SOURCE TEXT –
'''

Aired October 21, 2013 - 07:30 ET
THIS IS A RUSH TRANSCRIPT. THIS COPY MAY NOT BE IN ITS FINAL FORM AND MAY BE UPDATED.
ERIN MCLAUGHLIN, CNN CORRESPONDENT (voice-over): -- DNA tests later confirm the investigator's suspicions.
UNIDENTIFIED MALE: They were in bad conditions, poor hygiene and so the girl was harmed, in a state of neglect both physically and psychologically.
MCLAUGHLIN: The man and woman were arrested on suspicion of abducting a minor and the campsite is now under investigation. The couple's lawyer denies the charges.
UNIDENTIFIED MALE: Our client's claim is we never abduct this child. We just adopted and with a way, non-legal arrest that's where we can confess.
MCLAUGHLIN: Police launched a public appeal and have asked Interpol to help locate her real parents. When Maria's story broke, it reminded many of the disappearance of Madeleine McCann in Portugal six years ago. No trace of her has ever been found.

'''

STORED DATA –
'''

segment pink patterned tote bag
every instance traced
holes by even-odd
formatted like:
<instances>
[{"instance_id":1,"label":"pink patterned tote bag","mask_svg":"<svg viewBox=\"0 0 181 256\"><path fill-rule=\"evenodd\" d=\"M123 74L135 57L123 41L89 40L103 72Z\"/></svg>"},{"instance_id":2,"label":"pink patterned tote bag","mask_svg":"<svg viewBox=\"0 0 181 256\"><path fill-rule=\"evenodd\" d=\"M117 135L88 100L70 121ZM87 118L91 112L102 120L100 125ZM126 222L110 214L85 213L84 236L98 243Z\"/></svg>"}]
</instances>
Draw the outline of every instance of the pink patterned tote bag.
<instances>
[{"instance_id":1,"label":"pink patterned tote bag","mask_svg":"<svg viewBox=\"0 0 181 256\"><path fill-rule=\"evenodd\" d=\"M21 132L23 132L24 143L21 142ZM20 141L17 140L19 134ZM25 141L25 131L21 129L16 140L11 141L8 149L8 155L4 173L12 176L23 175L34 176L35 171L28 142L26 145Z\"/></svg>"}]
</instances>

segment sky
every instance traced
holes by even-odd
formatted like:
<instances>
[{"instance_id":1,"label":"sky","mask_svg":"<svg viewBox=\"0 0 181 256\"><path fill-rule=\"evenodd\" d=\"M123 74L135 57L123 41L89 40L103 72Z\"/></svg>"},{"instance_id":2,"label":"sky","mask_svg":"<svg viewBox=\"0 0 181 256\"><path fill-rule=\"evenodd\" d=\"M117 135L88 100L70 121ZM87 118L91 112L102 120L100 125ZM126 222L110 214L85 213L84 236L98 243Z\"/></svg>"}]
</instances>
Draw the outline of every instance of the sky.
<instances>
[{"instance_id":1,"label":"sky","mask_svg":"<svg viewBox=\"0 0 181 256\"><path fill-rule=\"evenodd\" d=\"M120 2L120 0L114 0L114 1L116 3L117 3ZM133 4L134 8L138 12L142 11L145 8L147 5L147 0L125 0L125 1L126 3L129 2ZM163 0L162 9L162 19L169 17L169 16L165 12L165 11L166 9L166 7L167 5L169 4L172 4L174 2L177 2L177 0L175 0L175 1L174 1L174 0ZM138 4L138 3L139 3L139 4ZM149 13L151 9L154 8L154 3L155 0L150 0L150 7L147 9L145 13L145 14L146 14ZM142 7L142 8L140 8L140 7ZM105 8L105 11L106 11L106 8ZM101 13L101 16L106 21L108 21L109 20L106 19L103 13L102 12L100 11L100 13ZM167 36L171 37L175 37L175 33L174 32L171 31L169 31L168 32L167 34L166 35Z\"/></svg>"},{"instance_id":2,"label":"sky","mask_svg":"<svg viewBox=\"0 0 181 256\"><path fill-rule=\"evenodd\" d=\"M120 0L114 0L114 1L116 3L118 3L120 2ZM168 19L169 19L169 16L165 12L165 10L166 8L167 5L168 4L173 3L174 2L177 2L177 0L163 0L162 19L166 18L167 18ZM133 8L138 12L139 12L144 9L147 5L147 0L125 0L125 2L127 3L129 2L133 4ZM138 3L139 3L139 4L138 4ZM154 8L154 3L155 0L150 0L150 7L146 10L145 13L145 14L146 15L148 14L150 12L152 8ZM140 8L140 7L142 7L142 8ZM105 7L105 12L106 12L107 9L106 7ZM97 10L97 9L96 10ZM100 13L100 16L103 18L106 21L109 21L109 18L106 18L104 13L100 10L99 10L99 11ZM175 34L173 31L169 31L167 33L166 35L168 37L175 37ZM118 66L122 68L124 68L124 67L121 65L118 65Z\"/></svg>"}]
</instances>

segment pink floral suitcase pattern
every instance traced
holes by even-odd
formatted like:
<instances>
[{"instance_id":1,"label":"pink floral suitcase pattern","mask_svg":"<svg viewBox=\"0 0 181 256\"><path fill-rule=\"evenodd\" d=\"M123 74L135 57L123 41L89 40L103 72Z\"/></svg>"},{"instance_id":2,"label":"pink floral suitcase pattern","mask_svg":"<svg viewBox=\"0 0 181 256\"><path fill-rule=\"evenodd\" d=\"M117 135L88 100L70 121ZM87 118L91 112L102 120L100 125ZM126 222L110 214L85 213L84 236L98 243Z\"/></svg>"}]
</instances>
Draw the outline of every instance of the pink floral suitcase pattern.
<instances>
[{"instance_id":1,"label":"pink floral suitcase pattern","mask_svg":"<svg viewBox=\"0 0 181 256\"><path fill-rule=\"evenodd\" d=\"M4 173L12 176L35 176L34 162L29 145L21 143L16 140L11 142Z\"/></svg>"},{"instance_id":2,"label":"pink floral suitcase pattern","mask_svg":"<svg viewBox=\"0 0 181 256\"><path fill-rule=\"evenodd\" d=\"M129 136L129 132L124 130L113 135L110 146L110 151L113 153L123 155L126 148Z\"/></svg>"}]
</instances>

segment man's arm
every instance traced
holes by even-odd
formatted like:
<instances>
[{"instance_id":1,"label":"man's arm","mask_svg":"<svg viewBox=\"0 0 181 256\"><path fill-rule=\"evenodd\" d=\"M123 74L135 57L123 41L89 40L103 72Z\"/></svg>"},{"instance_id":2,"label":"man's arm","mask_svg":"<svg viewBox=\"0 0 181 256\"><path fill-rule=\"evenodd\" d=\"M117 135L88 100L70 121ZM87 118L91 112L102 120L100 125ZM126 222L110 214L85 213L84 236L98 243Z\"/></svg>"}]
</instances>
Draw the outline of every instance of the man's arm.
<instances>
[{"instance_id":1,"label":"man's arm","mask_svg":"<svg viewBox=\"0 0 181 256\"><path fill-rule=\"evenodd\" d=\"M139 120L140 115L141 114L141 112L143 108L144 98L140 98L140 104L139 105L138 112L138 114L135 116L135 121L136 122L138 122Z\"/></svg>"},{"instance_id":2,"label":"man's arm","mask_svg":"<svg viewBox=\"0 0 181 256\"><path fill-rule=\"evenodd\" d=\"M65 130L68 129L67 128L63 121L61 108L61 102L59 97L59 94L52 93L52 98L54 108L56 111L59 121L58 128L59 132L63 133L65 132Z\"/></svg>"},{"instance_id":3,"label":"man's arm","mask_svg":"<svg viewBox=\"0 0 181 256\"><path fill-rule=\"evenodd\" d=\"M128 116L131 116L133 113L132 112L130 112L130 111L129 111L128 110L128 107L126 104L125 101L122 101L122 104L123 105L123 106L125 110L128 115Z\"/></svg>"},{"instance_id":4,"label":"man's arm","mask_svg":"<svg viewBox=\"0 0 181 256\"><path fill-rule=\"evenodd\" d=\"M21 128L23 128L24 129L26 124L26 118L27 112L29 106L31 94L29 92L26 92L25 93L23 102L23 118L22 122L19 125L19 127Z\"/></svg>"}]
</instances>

'''

WHAT THE TASK ASKS –
Set down the transcript word for word, starting with "Aired October 21, 2013" and going on through "we can confess.".

RESPONSE TO THIS EXERCISE –
Aired October 21, 2013 - 07:30 ET
THIS IS A RUSH TRANSCRIPT. THIS COPY MAY NOT BE IN ITS FINAL FORM AND MAY BE UPDATED.
ERIN MCLAUGHLIN, CNN CORRESPONDENT (voice-over): -- DNA tests later confirm the investigator's suspicions.
UNIDENTIFIED MALE: They were in bad conditions, poor hygiene and so the girl was harmed, in a state of neglect both physically and psychologically.
MCLAUGHLIN: The man and woman were arrested on suspicion of abducting a minor and the campsite is now under investigation. The couple's lawyer denies the charges.
UNIDENTIFIED MALE: Our client's claim is we never abduct this child. We just adopted and with a way, non-legal arrest that's where we can confess.